* [Supplied material]
▼
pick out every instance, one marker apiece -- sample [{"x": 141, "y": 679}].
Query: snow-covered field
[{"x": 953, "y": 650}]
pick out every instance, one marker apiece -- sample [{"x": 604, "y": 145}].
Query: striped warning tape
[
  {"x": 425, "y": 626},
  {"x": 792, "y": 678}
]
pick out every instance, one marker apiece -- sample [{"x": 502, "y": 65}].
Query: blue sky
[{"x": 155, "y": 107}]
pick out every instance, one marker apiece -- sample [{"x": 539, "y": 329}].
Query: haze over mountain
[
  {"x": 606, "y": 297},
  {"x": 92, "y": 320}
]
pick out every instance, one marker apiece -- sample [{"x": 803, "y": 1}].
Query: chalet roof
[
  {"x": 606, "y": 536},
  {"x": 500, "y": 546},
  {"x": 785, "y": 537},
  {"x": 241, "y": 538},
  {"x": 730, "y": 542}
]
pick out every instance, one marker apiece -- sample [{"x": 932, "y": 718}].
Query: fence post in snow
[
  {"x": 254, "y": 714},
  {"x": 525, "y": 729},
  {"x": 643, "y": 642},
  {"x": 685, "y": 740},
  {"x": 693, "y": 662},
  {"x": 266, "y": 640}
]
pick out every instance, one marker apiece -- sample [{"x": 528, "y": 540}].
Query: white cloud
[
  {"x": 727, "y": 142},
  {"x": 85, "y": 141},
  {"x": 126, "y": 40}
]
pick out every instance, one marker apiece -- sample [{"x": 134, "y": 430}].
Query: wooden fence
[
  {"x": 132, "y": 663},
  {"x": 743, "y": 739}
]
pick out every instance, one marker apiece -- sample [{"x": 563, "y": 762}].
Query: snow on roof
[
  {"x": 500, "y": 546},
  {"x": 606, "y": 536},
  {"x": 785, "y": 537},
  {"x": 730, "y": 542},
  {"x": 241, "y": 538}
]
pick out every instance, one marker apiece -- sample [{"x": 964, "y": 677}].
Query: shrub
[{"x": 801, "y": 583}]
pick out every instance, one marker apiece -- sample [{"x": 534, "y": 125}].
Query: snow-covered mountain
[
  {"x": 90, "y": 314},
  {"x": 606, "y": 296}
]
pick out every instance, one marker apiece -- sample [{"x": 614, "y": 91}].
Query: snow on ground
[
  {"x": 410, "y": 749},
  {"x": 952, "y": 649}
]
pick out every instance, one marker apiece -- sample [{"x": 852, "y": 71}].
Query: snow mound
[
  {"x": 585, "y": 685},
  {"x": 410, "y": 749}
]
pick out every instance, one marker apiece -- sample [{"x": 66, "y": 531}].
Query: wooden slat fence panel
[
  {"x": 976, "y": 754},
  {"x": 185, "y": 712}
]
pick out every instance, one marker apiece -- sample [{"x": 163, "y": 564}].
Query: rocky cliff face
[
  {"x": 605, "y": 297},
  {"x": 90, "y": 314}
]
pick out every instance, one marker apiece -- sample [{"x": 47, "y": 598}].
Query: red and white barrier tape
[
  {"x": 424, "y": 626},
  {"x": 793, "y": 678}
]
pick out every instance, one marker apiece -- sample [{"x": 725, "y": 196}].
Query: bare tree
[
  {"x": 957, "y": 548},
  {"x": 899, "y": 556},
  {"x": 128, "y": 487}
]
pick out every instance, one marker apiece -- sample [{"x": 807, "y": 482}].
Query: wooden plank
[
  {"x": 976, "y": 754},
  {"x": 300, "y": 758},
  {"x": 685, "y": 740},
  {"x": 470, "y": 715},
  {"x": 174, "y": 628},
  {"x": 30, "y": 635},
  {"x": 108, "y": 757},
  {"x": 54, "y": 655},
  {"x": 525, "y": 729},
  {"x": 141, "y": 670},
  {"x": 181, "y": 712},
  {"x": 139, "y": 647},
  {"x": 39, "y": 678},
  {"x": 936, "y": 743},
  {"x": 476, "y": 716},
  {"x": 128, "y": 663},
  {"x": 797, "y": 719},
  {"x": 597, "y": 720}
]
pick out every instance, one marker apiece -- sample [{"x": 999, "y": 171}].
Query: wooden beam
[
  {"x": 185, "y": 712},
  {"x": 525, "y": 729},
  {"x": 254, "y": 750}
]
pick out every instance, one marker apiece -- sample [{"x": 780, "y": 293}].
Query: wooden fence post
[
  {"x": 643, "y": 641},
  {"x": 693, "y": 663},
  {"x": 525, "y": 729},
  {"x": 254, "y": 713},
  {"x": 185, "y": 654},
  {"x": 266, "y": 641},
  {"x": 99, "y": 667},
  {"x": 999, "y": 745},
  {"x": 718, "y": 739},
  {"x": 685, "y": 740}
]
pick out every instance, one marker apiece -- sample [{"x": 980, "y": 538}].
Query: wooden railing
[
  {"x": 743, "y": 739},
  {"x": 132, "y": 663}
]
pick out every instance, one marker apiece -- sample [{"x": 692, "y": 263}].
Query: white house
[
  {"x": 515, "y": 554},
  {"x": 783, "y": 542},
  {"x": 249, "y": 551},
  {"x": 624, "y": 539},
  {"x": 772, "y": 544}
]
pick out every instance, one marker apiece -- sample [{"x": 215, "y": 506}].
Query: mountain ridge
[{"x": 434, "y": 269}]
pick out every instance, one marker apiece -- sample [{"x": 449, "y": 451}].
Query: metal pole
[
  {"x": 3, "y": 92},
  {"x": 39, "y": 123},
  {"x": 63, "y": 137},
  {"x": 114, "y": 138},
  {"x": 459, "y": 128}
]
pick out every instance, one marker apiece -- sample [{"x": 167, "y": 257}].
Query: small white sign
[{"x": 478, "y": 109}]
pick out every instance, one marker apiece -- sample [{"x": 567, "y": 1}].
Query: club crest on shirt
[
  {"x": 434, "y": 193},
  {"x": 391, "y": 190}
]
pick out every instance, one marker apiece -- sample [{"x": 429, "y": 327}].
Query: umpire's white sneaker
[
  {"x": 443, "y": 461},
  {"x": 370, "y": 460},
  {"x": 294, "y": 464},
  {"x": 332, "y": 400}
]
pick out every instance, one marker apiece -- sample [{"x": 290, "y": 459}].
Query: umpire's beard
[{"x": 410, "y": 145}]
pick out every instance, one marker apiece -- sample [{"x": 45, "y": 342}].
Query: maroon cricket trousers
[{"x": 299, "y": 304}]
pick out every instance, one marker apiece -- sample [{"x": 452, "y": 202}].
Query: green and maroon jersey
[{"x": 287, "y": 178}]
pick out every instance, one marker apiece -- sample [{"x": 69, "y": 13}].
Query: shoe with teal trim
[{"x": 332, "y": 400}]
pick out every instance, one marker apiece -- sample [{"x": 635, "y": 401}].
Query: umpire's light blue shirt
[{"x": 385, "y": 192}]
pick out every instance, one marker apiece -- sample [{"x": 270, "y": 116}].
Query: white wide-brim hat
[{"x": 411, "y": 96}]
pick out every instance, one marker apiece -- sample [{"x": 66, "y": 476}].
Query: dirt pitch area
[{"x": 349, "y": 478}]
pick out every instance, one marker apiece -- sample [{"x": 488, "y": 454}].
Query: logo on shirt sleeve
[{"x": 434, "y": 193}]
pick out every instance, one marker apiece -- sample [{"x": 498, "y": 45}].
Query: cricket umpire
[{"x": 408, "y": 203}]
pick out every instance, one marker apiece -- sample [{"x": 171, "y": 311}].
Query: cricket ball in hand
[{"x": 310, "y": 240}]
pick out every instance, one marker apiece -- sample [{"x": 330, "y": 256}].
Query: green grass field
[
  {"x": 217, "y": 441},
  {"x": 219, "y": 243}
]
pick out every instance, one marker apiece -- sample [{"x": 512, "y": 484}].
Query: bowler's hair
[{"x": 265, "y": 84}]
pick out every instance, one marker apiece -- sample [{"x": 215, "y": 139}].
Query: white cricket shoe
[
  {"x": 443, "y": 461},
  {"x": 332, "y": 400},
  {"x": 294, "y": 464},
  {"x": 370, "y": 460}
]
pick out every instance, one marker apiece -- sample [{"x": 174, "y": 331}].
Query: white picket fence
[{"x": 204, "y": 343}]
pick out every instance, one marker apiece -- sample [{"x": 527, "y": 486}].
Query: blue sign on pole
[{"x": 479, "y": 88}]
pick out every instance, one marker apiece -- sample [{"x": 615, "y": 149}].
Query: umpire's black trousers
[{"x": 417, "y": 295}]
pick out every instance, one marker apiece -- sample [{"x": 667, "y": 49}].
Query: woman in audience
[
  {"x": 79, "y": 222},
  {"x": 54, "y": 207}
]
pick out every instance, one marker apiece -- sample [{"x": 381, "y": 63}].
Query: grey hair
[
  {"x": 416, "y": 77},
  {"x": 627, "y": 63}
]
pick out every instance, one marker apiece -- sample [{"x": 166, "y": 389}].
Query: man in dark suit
▲
* [Task description]
Nothing but the lines from the one containing "Query: cricket umpire" through the final line of the listing above belongs in the answer; set them down exactly.

* [Solution]
Query: cricket umpire
[{"x": 408, "y": 203}]
pick out every instance, one marker apiece -- sample [{"x": 171, "y": 311}].
Query: cricket ball in hand
[{"x": 310, "y": 240}]
pick out every instance, one marker apiece -- sample [{"x": 330, "y": 256}].
Query: green grass field
[
  {"x": 217, "y": 441},
  {"x": 219, "y": 243}
]
pick out every instance, one marker apiece -- sample [{"x": 512, "y": 484}].
Query: bowler's hair
[{"x": 265, "y": 84}]
pick out every instance, one marker apiece -- sample [{"x": 215, "y": 139}].
Query: white cricket shoe
[
  {"x": 443, "y": 461},
  {"x": 332, "y": 400},
  {"x": 294, "y": 464},
  {"x": 370, "y": 460}
]
pick out every instance, one marker apiece -- sample [{"x": 174, "y": 331}].
Query: white picket fence
[{"x": 204, "y": 343}]
pick out every instance, one marker apiece -- sample [{"x": 527, "y": 486}].
Query: blue sign on pole
[{"x": 479, "y": 88}]
pick out every instance, one marker apiece -- sample [{"x": 615, "y": 149}].
Query: umpire's black trousers
[{"x": 417, "y": 295}]
pick out every instance, one marker apiece -- sample [{"x": 667, "y": 49}].
Query: woman in audience
[
  {"x": 79, "y": 222},
  {"x": 54, "y": 207}
]
pick out every instance, one marker apiece -- sample [{"x": 381, "y": 63}].
Query: grey hair
[
  {"x": 416, "y": 77},
  {"x": 627, "y": 63}
]
pick out every instance, one marker apiece -- sample [{"x": 166, "y": 389}].
Query: man in dark suit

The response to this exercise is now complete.